> _Extract to read_:

◇ ◇ ◇ ◇ ◇ ◇ ◇

Make very sure that those shims did not cause the cap(s) to crack since they had to bend farther down (than designed) to meet the head as they were torqued. Also, IIRC, the clearance spec is 1 to 3 thou.

I recall reading, most likely in the E-type Haynes manual, that a “useful dodge” is to flip the cam bearings 180 degrees, since the upper shells take almost all of the load and consequent wear. I still prefer to change them out with new. They’re not expensive.

I stand to be corrected but I am under the impression that the rule of thumb is 0.001” of bearing clearance per inch of journal diameter - though that might be specific to crankshaft main and big end journals. If it applies to camshafts, which in the case of XK engines have 1.00” journals, your clearances might be a little loose. I haven’t plastigauged mine yet so have no real comparison to go by.

The manual says permissible clearance is 0.0005 to 0.0020.

◇ ◇ ◇ ◇ ◇ ◇ ◇

> _Tasks_:
a - Reproduce everything in the cam bearing discussion from "Make very sure" down to "comparison to go by.".
b - For each statement below, say whether it agrees with the cam bearing discussion. Answer yes or no, and quote the words from the discussion that decide it.
(i) One writer recalls reading that flipping the cam bearings 180 degrees is a useful dodge.
(ii) The writer who mentions the rule of thumb for bearing clearance has already plastigauged their bearings.
(iii) The camshafts of XK engines have 1.00” journals.
c - Write the next part of the cam bearing discussion, picking up after its last sentence.

> _Collected material_:

◇ ◇ ◇ ◇ ◇ ◇ ◇

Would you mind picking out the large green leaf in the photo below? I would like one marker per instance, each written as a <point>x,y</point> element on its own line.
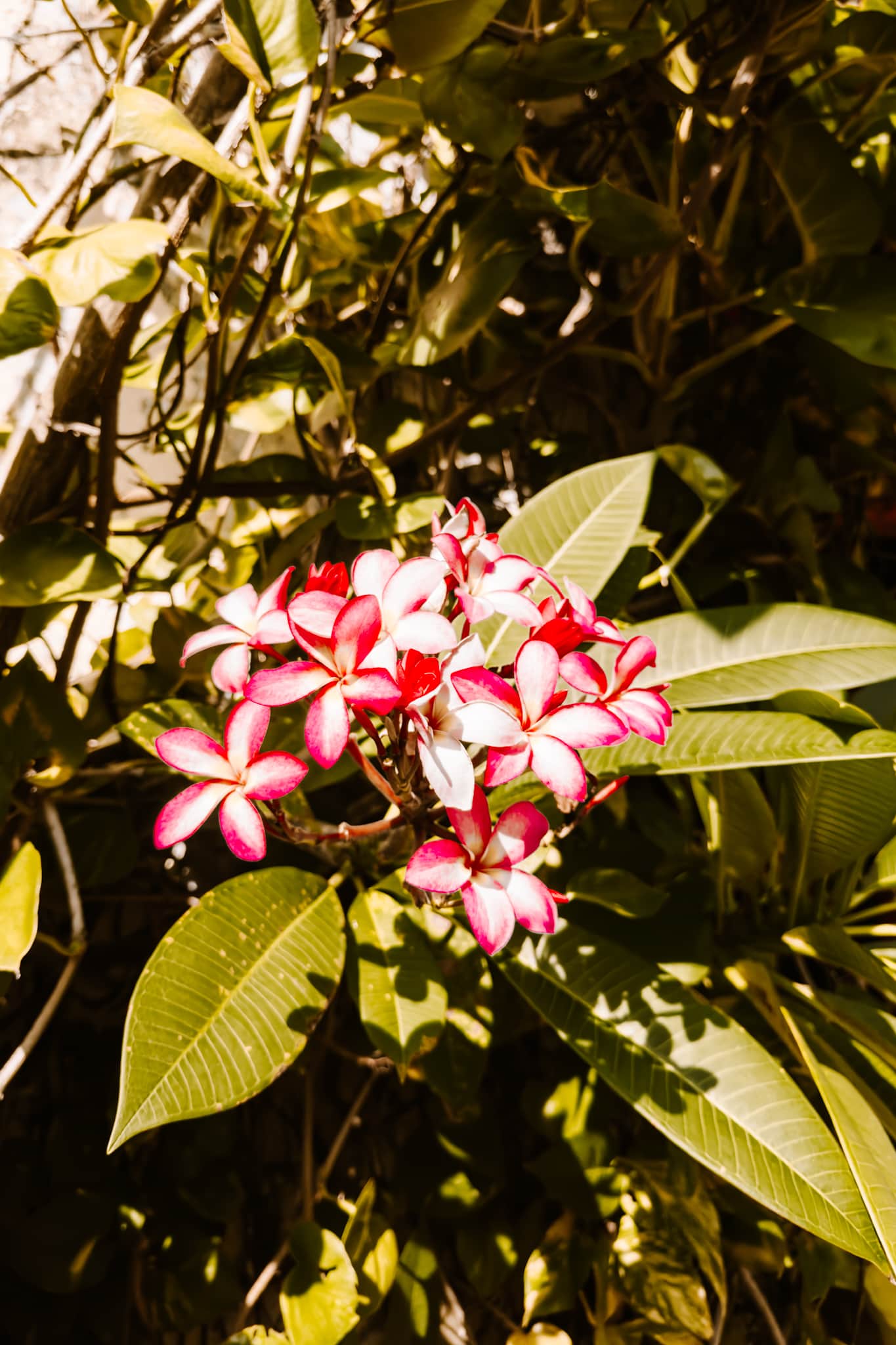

◇ ◇ ◇ ◇ ◇ ◇ ◇

> _Task results_:
a -
Make very sure that those shims did not cause the cap(s) to crack since they had to bend farther down (than designed) to meet the head as they were torqued. Also, IIRC, the clearance spec is 1 to 3 thou.

I recall reading, most likely in the E-type Haynes manual, that a “useful dodge” is to flip the cam bearings 180 degrees, since the upper shells take almost all of the load and consequent wear. I still prefer to change them out with new. They’re not expensive.

I stand to be corrected but I am under the impression that the rule of thumb is 0.001” of bearing clearance per inch of journal diameter - though that might be specific to crankshaft main and big end journals. If it applies to camshafts, which in the case of XK engines have 1.00” journals, your clearances might be a little loose. I haven’t plastigauged mine yet so have no real comparison to go by.

b -
(i) Yes: "a “useful dodge” is to flip the cam bearings 180 degrees"
(ii) No: "I haven’t plastigauged mine yet"
(iii) Yes: "in the case of XK engines have 1.00” journals"

c -
The difference between .0005 and .001 on a 60 year old cam journal and a split shell in an aluminum head in a non-temperature controlled environment is not going to be detectable by anyone outside a NASA facility. Certainly not by me. As long as I don’t see anything much below or past .002 or so, I’m going with it. The shells or cam are likely out of round by that much, I’ll never find it with plastiguage, certainly not with the valves pushing back.

As nearly all of the force on the lobes pushes the cam into the upper cap, you could almost run the back 3 with no bottom cap making the need for clearance only to assure the bearing isn’t too tight and to keep it from getting pushed sideways. Of course you need to control the gap to ensure distribution of oil to the front of the cam so I suppose there is actually a function for them.

Plastigauging the cams is not that difficult. You gauge each of the unloaded bearings one at a time, removing and replacing the individual caps as you rotate the crankshaft. If your bore gauge does one inch circles then go with it instead - this will also indicate ovality.

(Edited)

A simpler–and usually effective way, given the low stress on the cams–is to install the cam, no tappets or valves, torque to spec, and feel how it spins.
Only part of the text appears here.